**Requirements**: Repeat the data that follows, word for word, without the images.

>> begin

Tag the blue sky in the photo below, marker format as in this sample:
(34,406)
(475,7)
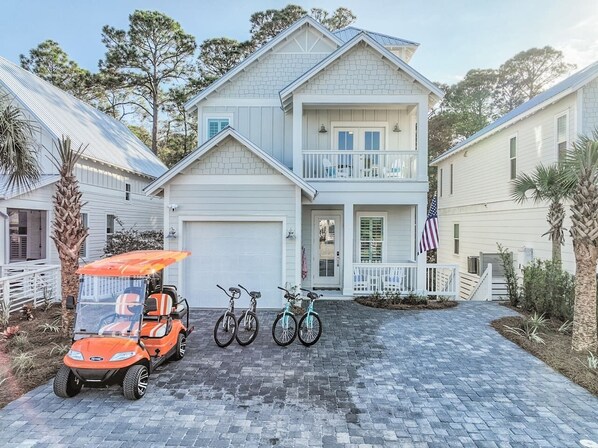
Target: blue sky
(455,36)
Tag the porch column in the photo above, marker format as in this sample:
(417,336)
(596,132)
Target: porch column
(297,136)
(348,250)
(422,139)
(421,258)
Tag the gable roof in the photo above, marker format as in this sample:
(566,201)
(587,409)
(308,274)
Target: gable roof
(555,93)
(264,49)
(110,141)
(349,32)
(157,184)
(286,93)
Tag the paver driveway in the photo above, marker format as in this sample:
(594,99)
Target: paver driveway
(430,379)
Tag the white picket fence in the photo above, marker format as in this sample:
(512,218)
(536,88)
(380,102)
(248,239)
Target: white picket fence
(29,283)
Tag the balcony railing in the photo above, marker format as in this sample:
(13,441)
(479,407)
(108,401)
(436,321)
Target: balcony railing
(401,278)
(360,165)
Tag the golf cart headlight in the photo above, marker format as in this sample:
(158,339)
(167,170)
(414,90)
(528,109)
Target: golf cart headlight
(74,354)
(122,356)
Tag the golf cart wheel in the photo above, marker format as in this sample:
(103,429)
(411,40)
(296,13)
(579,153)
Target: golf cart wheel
(66,384)
(181,346)
(135,382)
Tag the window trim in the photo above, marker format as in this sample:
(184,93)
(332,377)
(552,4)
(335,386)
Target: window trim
(372,214)
(515,136)
(564,113)
(208,117)
(456,238)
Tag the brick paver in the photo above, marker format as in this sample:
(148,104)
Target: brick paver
(376,378)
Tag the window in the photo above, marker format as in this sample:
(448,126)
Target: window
(84,223)
(371,239)
(215,125)
(562,136)
(110,223)
(456,239)
(513,156)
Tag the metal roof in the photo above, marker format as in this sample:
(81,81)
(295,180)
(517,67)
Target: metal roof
(348,33)
(110,141)
(565,87)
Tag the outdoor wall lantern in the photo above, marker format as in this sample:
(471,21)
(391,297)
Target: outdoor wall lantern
(171,234)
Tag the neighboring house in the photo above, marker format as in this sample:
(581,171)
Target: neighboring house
(311,170)
(474,179)
(112,173)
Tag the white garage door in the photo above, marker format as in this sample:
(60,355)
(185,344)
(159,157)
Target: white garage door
(229,253)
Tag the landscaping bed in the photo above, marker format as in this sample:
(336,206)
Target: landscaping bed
(30,356)
(555,350)
(405,303)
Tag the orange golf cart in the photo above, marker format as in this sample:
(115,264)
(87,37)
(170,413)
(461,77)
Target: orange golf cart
(127,323)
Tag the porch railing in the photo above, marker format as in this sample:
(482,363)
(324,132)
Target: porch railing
(441,279)
(24,283)
(360,165)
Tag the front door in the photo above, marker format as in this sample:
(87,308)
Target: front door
(326,249)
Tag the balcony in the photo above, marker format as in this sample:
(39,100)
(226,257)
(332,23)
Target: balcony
(360,165)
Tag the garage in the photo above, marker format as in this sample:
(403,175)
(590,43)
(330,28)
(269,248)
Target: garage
(229,253)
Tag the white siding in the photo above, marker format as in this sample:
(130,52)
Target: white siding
(481,202)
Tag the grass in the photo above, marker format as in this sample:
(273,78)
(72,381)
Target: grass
(31,357)
(555,348)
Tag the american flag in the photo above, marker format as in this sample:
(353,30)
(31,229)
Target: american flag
(429,238)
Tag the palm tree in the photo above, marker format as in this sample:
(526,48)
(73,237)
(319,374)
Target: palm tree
(581,171)
(545,184)
(68,232)
(17,156)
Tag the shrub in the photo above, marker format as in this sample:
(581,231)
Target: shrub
(547,289)
(506,260)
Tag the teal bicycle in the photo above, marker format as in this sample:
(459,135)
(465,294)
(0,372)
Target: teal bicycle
(284,329)
(310,325)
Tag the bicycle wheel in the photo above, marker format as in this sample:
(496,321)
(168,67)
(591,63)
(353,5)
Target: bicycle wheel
(225,329)
(284,329)
(247,329)
(310,329)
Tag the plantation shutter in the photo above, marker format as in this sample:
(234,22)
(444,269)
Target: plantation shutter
(371,239)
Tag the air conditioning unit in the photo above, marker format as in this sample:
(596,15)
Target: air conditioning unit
(473,265)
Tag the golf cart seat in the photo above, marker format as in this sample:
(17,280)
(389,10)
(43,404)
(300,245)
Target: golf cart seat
(161,326)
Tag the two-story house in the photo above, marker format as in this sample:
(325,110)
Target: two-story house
(475,177)
(311,170)
(112,173)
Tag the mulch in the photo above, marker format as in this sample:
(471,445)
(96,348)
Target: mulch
(47,350)
(556,351)
(390,305)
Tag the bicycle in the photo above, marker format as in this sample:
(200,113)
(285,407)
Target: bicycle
(226,326)
(310,325)
(285,333)
(248,323)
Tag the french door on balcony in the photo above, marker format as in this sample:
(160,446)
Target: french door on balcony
(358,139)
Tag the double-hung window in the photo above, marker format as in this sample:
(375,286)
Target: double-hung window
(513,156)
(562,136)
(371,239)
(215,125)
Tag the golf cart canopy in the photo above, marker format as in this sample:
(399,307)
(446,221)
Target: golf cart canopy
(131,264)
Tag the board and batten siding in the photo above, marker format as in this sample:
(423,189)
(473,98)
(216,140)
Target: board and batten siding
(481,201)
(204,191)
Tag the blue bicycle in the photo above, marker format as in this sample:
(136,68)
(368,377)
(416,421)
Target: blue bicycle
(284,329)
(310,325)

>> end

**Result for this task**:
Tag the blue sky in the photo below, marker format as in this sample:
(34,406)
(475,7)
Target: blue sky
(455,36)
Tag the porch column in the photo above, marker format as in this sample:
(417,336)
(596,132)
Target: porch column
(297,136)
(348,250)
(422,139)
(421,258)
Tag the gable roof in the photo above, marker format as in this sample:
(566,201)
(587,409)
(308,274)
Target: gable roof
(555,93)
(264,49)
(110,141)
(349,32)
(157,184)
(286,93)
Tag the paver driveway in the photo above, marker format as in this sample:
(594,99)
Target: paver driveway
(430,379)
Tag the white picket fence in the photo above, marker format as in this sample:
(512,218)
(536,88)
(380,102)
(248,239)
Target: white picket fence
(29,283)
Tag the balcony railing in the photo above, marker format as in this sample:
(13,441)
(479,407)
(108,401)
(436,321)
Target: balcony railing
(401,278)
(360,165)
Tag the golf cart headlight in the photo above, marker format as in this sample:
(158,339)
(167,170)
(414,90)
(528,109)
Target: golf cart headlight
(74,354)
(122,356)
Tag the golf cart wheel in the photo above, marker format as in this sample:
(103,429)
(411,40)
(296,13)
(579,153)
Target: golf cart wheel
(66,384)
(181,346)
(135,382)
Tag the window trim in the photo above, marker format as in this sample:
(184,93)
(332,377)
(552,4)
(335,386)
Target: window trim
(372,214)
(515,136)
(564,113)
(208,117)
(456,238)
Tag the brick paver in the photo above, marker format as in this sample:
(148,104)
Target: brick paver
(376,378)
Tag the window in the photo above, marker format as in this sample:
(448,126)
Target: window
(84,223)
(371,239)
(215,125)
(562,136)
(110,223)
(456,239)
(513,156)
Tag the metal roof in the photo above, marker format as in this sample:
(81,81)
(295,180)
(517,67)
Target: metal roof
(348,33)
(110,141)
(565,87)
Tag the outdoor wall lantern in the photo above, marker format as in this sample:
(471,21)
(391,297)
Target: outdoor wall lantern
(171,234)
Tag the neighboring house in the photo above, marker format as in this sample:
(581,171)
Target: neighboring house
(311,170)
(474,179)
(112,173)
Tag the white garage door in the photo above, marker format as in this sample:
(60,355)
(185,344)
(159,157)
Target: white garage door
(229,253)
Tag the landscaping bed in the photo above, marker format as in this sample:
(336,206)
Target: landscaping bed
(30,356)
(555,350)
(405,303)
Tag the orange golf cart in the photo above, marker format as in this sample:
(115,264)
(87,37)
(170,413)
(461,77)
Target: orange golf cart
(127,323)
Tag the porch railing in the photo above, marker format as in this sample:
(482,363)
(324,132)
Target: porch railing
(441,279)
(24,283)
(360,165)
Tag the front door in the photo above, marker format as in this sample:
(87,308)
Target: front door
(326,249)
Tag the balcony in the photo above, marker format as in this sample:
(39,100)
(226,257)
(332,23)
Target: balcony
(360,165)
Tag the garage in the photo above, marker format as in this sample:
(403,175)
(590,43)
(330,28)
(269,248)
Target: garage
(229,253)
Tag the white siding in the photo above, marker format as in this sample:
(130,52)
Target: white siding
(481,202)
Tag the grass in the photo above, marker format as in this sample:
(273,78)
(72,381)
Target: grass
(31,357)
(555,348)
Tag the american flag in the photo above, marker format as in this sample:
(353,30)
(31,229)
Target: american flag
(429,238)
Tag the palm tree in the photo above, marker format as in this sample:
(526,48)
(73,237)
(319,374)
Target: palm tree
(581,171)
(545,184)
(68,232)
(17,156)
Tag the shrub in the photo above, marker format as in this sample:
(581,231)
Target: shrub
(547,289)
(506,260)
Tag the teal bicycle in the photo above, marker format as in this sample:
(459,135)
(465,294)
(0,372)
Target: teal bicycle
(284,329)
(310,325)
Tag the bicycle wheel in the photo above, marker format as in this sample:
(496,321)
(168,67)
(591,63)
(353,5)
Target: bicycle wheel
(225,329)
(284,329)
(247,329)
(310,329)
Tag the plantation shutter in the photo above, marker format as in this sample:
(234,22)
(444,269)
Target: plantation shutter
(371,239)
Tag the air conditioning unit in the photo above, marker format as in this sample:
(596,15)
Target: air conditioning unit
(473,265)
Tag the golf cart seat in the photo above, marker format as in this sample:
(17,280)
(389,10)
(43,404)
(300,245)
Target: golf cart seat
(161,326)
Tag the two-story house in the photo above, marker format as in this sample:
(325,110)
Target: two-story house
(475,177)
(311,170)
(112,173)
Tag the mulch in the photo above, marker format as in this sample:
(471,445)
(96,348)
Target: mulch
(47,350)
(556,351)
(390,305)
Tag the bicycle in the photo above, marker format as in this sample:
(200,113)
(285,407)
Target: bicycle
(226,326)
(310,325)
(285,333)
(248,323)
Tag the french door on balcony in the photo above, marker format as in this sample:
(160,446)
Target: french door on balcony
(358,139)
Tag the double-hung window in the photo above, marker format as in this sample:
(375,286)
Target: double-hung window
(513,156)
(562,136)
(371,239)
(215,125)
Tag the golf cart canopy in the photo above, marker format as in this sample:
(399,307)
(446,221)
Target: golf cart canopy
(131,264)
Tag the board and batten siding in the photo above, marker format as in this sample:
(423,189)
(473,98)
(216,140)
Target: board and batten siding
(481,201)
(204,191)
Tag the blue bicycle in the photo above, marker format as in this sample:
(136,68)
(368,377)
(416,421)
Target: blue bicycle
(284,329)
(310,325)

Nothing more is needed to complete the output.